↓↓↓
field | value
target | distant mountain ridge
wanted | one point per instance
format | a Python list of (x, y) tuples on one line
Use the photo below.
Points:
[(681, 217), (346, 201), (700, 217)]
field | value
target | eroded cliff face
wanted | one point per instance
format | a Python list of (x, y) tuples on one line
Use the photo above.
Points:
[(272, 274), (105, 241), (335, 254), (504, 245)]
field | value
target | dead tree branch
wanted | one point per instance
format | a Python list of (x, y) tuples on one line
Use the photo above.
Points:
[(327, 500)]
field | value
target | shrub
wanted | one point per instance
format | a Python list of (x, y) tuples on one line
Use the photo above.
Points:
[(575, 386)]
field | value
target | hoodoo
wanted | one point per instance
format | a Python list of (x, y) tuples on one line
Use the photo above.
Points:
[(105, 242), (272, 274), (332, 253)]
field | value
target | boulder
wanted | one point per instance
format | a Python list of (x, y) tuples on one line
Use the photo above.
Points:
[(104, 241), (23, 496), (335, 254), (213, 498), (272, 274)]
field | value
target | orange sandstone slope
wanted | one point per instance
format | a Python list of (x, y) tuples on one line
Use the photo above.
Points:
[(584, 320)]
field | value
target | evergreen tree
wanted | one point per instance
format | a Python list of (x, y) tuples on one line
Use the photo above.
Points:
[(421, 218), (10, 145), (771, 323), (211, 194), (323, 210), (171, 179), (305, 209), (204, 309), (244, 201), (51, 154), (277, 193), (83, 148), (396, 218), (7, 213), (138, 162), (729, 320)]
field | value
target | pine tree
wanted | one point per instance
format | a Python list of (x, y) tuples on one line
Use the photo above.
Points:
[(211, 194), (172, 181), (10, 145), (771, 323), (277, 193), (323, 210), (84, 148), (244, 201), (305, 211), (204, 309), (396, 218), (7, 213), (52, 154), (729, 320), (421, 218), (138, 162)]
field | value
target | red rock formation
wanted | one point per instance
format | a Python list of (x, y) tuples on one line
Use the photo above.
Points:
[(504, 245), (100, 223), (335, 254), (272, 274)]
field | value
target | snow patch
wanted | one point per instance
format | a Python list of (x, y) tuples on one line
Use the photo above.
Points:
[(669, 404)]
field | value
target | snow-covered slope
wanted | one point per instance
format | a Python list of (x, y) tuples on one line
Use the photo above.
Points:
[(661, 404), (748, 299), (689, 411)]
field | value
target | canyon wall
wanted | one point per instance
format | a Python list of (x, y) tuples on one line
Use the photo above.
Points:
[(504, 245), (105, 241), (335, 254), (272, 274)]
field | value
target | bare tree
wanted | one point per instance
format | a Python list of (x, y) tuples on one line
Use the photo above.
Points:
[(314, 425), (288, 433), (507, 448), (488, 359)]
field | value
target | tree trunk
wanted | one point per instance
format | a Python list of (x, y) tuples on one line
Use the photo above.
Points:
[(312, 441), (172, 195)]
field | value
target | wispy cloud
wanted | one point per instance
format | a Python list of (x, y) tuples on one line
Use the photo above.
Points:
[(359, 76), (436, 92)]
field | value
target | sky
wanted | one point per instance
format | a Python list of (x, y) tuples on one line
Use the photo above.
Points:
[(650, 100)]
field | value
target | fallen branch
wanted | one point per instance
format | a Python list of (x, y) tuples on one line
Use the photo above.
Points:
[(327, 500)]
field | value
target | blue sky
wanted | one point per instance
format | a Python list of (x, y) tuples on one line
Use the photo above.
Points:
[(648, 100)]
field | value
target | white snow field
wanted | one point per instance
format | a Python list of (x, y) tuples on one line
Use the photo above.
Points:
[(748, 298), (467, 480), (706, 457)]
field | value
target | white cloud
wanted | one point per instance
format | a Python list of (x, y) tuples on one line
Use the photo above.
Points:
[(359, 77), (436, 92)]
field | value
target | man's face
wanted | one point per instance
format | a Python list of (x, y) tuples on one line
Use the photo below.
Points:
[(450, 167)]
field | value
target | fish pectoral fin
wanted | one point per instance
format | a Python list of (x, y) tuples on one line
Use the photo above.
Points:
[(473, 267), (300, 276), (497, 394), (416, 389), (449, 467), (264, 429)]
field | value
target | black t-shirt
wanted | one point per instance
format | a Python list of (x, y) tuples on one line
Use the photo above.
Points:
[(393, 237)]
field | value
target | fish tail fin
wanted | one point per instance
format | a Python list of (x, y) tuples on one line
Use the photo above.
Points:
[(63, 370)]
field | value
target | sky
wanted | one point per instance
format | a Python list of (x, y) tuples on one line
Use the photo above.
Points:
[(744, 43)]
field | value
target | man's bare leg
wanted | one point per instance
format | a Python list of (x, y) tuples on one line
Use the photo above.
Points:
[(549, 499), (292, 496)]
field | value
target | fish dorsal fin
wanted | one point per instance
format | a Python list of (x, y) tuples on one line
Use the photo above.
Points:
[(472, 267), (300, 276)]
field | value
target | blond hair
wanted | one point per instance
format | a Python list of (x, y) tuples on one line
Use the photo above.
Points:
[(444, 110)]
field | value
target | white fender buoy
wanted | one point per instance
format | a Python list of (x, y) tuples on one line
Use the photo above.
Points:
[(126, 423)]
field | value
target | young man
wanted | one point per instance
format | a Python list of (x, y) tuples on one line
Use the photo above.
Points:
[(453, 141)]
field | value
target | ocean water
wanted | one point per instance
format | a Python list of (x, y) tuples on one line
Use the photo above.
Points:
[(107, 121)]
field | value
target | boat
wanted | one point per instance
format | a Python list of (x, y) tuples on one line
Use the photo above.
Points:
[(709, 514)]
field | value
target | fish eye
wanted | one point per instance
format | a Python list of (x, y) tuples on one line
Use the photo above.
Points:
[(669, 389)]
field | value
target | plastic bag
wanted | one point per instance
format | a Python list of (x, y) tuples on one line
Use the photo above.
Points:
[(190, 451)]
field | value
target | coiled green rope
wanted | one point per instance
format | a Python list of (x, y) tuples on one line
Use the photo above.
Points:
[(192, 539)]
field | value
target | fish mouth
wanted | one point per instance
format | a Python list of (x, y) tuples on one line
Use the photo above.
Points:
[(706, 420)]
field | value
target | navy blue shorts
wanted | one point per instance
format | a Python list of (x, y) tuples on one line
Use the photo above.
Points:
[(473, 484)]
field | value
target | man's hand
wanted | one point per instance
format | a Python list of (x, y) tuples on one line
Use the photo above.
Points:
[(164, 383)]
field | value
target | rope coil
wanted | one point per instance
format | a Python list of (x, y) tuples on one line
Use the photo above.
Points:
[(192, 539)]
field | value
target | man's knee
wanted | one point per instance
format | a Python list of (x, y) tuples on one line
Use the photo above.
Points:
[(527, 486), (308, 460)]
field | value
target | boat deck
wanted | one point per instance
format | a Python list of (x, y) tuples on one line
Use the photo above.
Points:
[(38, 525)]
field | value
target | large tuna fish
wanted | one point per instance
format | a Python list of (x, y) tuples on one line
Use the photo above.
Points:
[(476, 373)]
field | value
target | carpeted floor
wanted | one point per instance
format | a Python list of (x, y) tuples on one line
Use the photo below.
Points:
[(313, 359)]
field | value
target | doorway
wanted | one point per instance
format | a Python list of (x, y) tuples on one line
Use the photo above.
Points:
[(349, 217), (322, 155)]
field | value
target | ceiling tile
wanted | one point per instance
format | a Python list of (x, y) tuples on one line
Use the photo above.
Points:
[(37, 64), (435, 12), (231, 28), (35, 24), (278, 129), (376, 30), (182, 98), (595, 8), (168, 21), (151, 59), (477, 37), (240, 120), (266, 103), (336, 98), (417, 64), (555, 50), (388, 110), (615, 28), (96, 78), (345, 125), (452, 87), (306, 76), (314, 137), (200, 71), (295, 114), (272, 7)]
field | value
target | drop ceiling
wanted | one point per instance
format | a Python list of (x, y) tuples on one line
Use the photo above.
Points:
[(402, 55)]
↑↑↑
Your reply must be one number, namely the count of lines above that hold the string "ceiling".

## Answer box
2